## Selected text
Posted June 4, 2008 by Christy
Categories: Musings

Thank you to GraphJam for this graphical representation of my response while browsing English Fail. I couldn’t agree more.

Angry for bad grammar

Yech! Ow-Ten-Tick Mexican Food

Posted May 30, 2008 by Christy
Categories: Wanderings

Because of my primal dislike of cilantro, I was sad to learn that this “herb” has been recently discovered and embraced by Don Pablos. They are by no means an authentic Tex-Mex restaurant, but a satisfactory option offering a welcome & necessary flavor on the menu of chain restaurants. I guess now I either have to find a new chain (Rio Grande isn’t bad at all) or get picky with my food (“No guac, no cilantro, extra sour cream, no-fat, half-caf, double soy, don’t you just hate me? . . .”) Too bad picky tends to leave customers also picking out the dirt from their annoying and complicated custom requests.

I Hate Cilantro

While I agree with the sentiment of the site (COMPLETELY agree), I’m concerned at the number of people who appear to have, at some point, tasted soap not only on its own, but on a variety of inedible items. Maybe they should consider being less picky in restaurants. Still, I think the site is quite enjoyable and brings a welcome smile.

The Right Way to Grill Cheese

Posted May 28, 2008 by Christy
Categories: Ponderings

While I don’t want to ever blog directly about work, I do think there are many environmental elements of my workplace that make PRIME fodder for blogging. My local cafeteria, specifically, offers a wealth of content. Besides their numerous failed efforts to kill me over the years, they are incredibly adept at doing the simplest of things completely wrong.

For example, today I’m still battling the cold that has plagued me since late last week, yet I needed to make an appearance in the office and so dragged my sniffling butt out of bed and into work. I was delighted to learn that the soup of the day is Creamy Tomato Basil (I have accepted that they will never serve something as simple as tomato soup). I was eager to compliment the soup offering with an old-fashioned grilled cheese sandwich. [Next to chicken noodle soup, this combo is the best illness-relief offering imaginable]. So I asked the always grumpy short-order cook for a grilled cheese sandwich assuming everyone knows how a grilled cheese sandwich should be. These are the basics, folks. No need to ask questions – anyone who wants a twist on their grilled cheese will request it.

## Using the information
1. From the blog excerpt, write out everything from "Yech! Ow-Ten-Tick Mexican Food" down to "complicated custom requests.".
2. Name every category that the posts in the blog excerpt are filed under.
3. Carry on the grilled cheese post in the blog excerpt, starting right after its final sentence.

## Given records

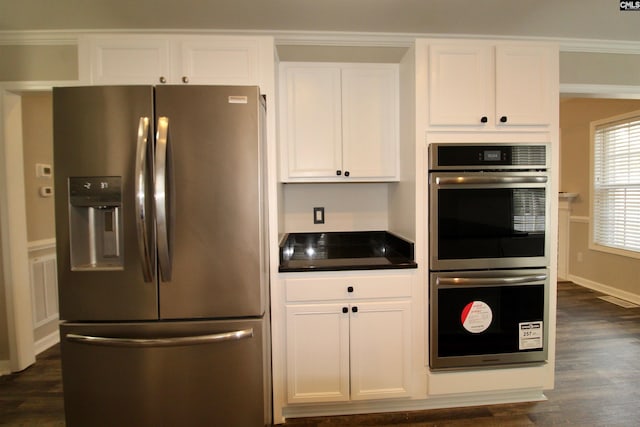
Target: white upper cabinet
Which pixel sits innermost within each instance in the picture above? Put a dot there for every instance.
(339, 122)
(160, 59)
(486, 85)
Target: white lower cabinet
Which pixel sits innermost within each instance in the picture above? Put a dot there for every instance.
(355, 345)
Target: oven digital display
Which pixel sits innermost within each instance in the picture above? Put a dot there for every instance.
(492, 155)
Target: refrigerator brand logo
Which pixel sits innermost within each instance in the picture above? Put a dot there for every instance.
(629, 5)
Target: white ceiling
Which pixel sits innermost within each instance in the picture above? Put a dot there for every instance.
(558, 19)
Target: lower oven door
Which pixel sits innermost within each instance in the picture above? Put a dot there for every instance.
(488, 318)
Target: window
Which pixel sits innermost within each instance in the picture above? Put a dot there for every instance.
(616, 184)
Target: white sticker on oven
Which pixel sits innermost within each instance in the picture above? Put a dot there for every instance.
(530, 335)
(476, 317)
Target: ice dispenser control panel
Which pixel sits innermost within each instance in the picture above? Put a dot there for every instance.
(95, 223)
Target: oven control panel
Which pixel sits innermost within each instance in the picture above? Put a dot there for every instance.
(488, 156)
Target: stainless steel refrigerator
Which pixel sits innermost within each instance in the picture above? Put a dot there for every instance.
(162, 261)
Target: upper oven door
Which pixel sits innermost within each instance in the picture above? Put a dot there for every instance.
(484, 220)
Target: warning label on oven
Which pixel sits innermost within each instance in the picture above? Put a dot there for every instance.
(530, 335)
(476, 317)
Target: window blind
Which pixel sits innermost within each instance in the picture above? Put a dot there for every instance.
(616, 198)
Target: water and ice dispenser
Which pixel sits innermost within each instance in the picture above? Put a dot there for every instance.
(95, 223)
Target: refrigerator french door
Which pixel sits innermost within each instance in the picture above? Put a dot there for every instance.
(162, 269)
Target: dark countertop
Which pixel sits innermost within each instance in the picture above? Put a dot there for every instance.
(349, 250)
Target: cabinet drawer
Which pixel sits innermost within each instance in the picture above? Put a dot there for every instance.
(355, 287)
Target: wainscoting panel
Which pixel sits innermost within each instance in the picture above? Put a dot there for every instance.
(44, 293)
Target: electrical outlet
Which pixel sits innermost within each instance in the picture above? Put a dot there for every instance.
(318, 215)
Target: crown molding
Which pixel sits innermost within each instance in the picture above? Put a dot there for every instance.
(570, 90)
(326, 38)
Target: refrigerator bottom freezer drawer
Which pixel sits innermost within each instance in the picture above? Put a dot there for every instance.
(191, 373)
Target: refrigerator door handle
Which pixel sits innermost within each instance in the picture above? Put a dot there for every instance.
(141, 193)
(161, 342)
(163, 198)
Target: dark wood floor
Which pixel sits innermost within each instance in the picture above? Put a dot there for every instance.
(597, 380)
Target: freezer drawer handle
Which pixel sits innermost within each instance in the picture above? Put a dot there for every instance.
(490, 280)
(141, 199)
(161, 342)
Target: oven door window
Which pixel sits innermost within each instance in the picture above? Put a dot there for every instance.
(489, 320)
(490, 223)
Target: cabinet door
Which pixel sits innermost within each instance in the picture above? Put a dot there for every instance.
(312, 127)
(370, 122)
(460, 84)
(317, 353)
(123, 60)
(218, 60)
(523, 85)
(380, 350)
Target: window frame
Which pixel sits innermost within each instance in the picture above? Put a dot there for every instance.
(630, 116)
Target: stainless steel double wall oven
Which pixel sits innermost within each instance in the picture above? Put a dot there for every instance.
(489, 254)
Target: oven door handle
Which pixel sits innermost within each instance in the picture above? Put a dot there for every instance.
(492, 179)
(470, 281)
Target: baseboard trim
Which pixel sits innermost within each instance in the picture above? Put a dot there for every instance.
(605, 289)
(46, 342)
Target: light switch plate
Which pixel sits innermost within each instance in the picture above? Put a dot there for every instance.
(318, 215)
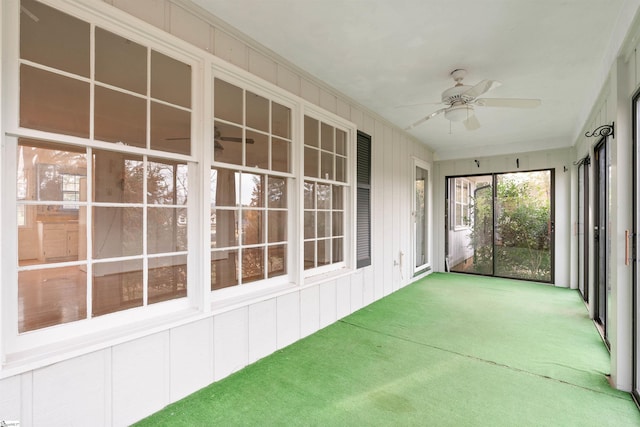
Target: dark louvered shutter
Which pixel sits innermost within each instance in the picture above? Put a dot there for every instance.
(363, 201)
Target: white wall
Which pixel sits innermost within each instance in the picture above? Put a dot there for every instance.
(127, 377)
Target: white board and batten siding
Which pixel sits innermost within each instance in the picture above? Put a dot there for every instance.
(130, 377)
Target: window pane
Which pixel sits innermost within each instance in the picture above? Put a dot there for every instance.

## Results in order
1.
Yech! Ow-Ten-Tick Mexican Food

Posted May 30, 2008 by Christy
Categories: Wanderings

Because of my primal dislike of cilantro, I was sad to learn that this “herb” has been recently discovered and embraced by Don Pablos. They are by no means an authentic Tex-Mex restaurant, but a satisfactory option offering a welcome & necessary flavor on the menu of chain restaurants. I guess now I either have to find a new chain (Rio Grande isn’t bad at all) or get picky with my food (“No guac, no cilantro, extra sour cream, no-fat, half-caf, double soy, don’t you just hate me? . . .”) Too bad picky tends to leave customers also picking out the dirt from their annoying and complicated custom requests.

2. Musings, Wanderings, Ponderings

3.
  1. No, I don’t want tomato on it. Does anyone really want warm tomato on a cheesy comfort food sandwich??
  2. Use white bread. WHITE bread. Don’t make me ask for it twice – this is the default.
  3. American cheese ONLY. Again, if someone wants something else, it’ll be specified. Go with the default in all other instances.
  4. Do NOT cut the sandwich on a diagonal and it needs to be cut into 4 pieces. Did I mention this is a comfort food? Four (4) squares.

So, because I felt like crap and was in no mood to return to argue, I ate my grilled cheddar cheese, 2 triangle sandwich at my desk all the while muttering. One day, the cafeteria people will really piss me off while I’m actually IN there and I pity the person who gets the wrath of my pent up cafeteria frustrations.

And for those of you who were wondering, I now buy my morning coffees elsewhere because I (stupidly) assumed it was common knowledge (and food safety mandated) that workers DO NOT lick the spoons they use to stir customers’ beverages.

What a croc!

Posted May 22, 2008 by Christy
Categories: Musings

Proof yet again that crocs don’t look good on ANYONE. And who better than a large orange tabby to make the point?